Please put the material into a numbered list, from the line containing "Find the woman's eyebrow;" through the end of the material, skipping blank lines and leaving out the pictures.

Picture region annotation data
◆ ◆ ◆ ◆ ◆
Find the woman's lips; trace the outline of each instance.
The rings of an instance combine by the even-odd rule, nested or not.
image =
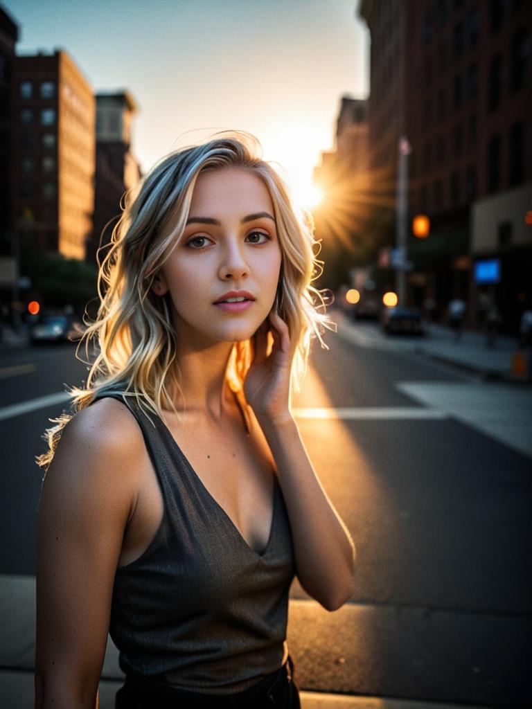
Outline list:
[[[228,313],[240,313],[241,311],[248,310],[255,301],[240,301],[237,303],[215,303],[216,308],[227,311]]]

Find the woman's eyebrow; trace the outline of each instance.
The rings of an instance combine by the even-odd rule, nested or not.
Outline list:
[[[243,217],[240,220],[240,223],[243,224],[245,222],[253,221],[255,219],[260,219],[262,217],[267,217],[272,221],[275,221],[275,219],[268,212],[256,212],[255,214],[248,214],[248,216]],[[185,226],[187,226],[189,224],[216,224],[219,226],[221,222],[218,219],[213,219],[212,217],[189,217],[187,220]]]

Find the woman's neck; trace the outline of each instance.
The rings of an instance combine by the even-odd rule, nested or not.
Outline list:
[[[178,410],[184,404],[188,415],[204,415],[216,421],[233,409],[233,395],[226,378],[232,349],[231,342],[216,342],[201,350],[178,342],[178,381],[182,392],[174,402]]]

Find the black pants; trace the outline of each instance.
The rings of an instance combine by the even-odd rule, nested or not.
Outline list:
[[[301,709],[292,657],[279,669],[242,692],[203,694],[181,689],[162,693],[141,678],[126,675],[115,709]]]

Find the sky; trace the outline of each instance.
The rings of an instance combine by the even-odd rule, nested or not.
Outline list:
[[[343,95],[366,98],[369,33],[358,0],[1,0],[18,54],[64,49],[95,93],[138,104],[145,172],[217,130],[255,135],[304,201],[334,148]]]

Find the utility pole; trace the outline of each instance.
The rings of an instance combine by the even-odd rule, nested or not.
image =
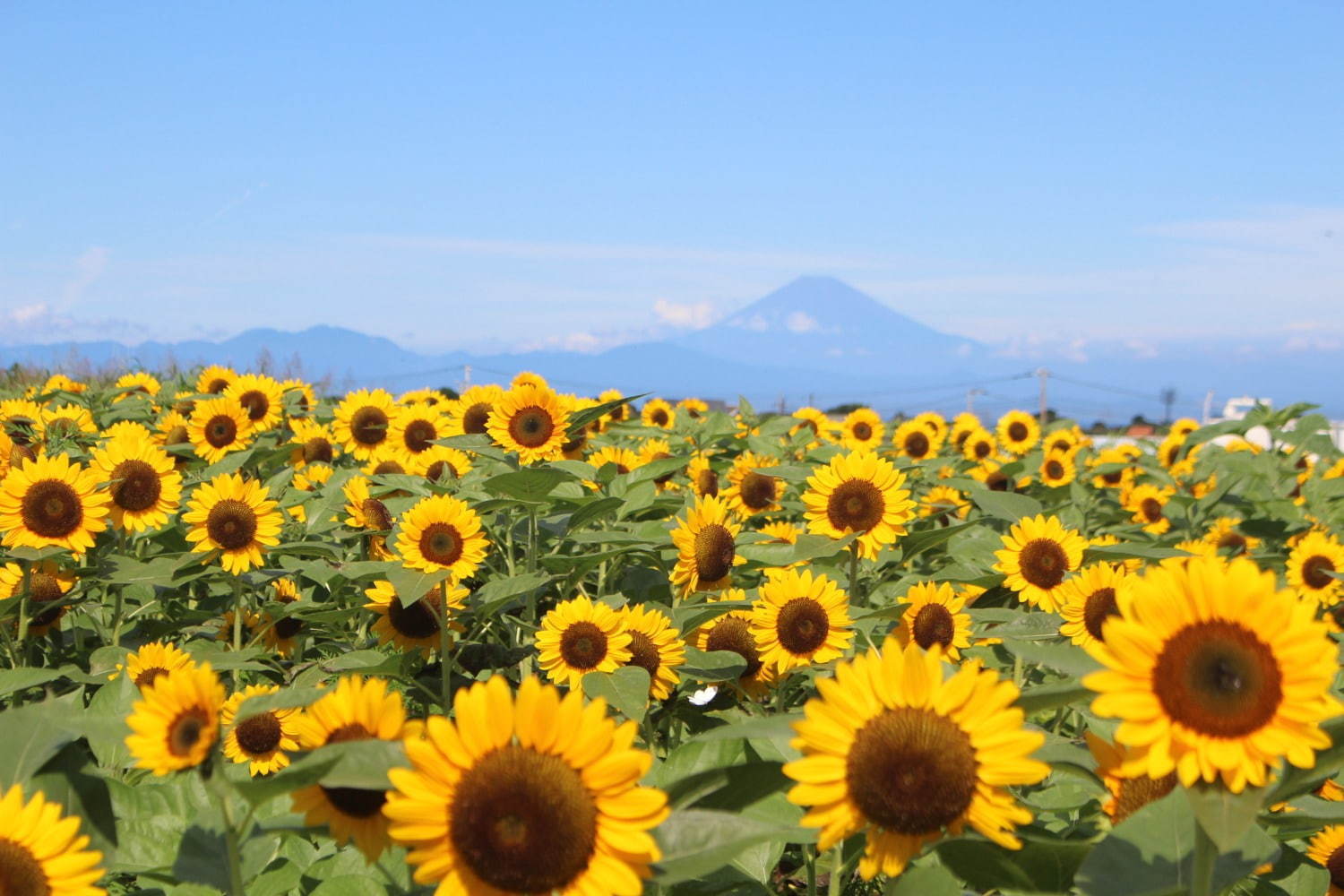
◆ ◆ ◆ ◆ ◆
WRITTEN SOLUTION.
1. Find the woman's eyebrow; trace the outline of each instance.
2. The rings of an instance combine by the even-odd rule, nested or not.
3. Outline list:
4. [[[243,217],[240,220],[240,223],[243,224],[245,222],[253,221],[255,219],[260,219],[262,217],[267,217],[272,221],[275,221],[275,219],[268,212],[256,212],[255,214],[248,214],[248,216]],[[185,226],[187,226],[189,224],[216,224],[219,226],[221,222],[218,219],[213,219],[212,217],[189,217],[187,220]]]
5. Find the woman's neck; trace the outline of each instance.
6. The rings of an instance combine by the even-odd rule, nested or not.
7. Outline list:
8. [[[178,410],[184,404],[188,415],[204,415],[216,421],[233,409],[233,395],[226,378],[232,349],[231,342],[216,342],[201,350],[178,342],[178,381],[182,392],[174,402]]]
9. Find the black pants; trace the outline of each instance.
10. The rings of an instance combine by the even-odd rule, nested or not.
11. Outline list:
12. [[[301,709],[292,657],[279,669],[242,692],[203,694],[181,689],[162,693],[141,678],[126,675],[115,709]]]
13. Find the sky; trace the outline of each instance.
14. The rings of an instance combine by the even-odd rule, nested or not.
15. Outline list:
16. [[[343,95],[366,98],[369,33],[358,0],[1,0],[18,54],[64,49],[95,93],[138,104],[145,172],[217,130],[255,135],[304,201],[334,148]]]
17. Find the utility pole; trace the outline of each instance.
18. The rings of an instance combine by the even-odd rule, nested or not.
19. image =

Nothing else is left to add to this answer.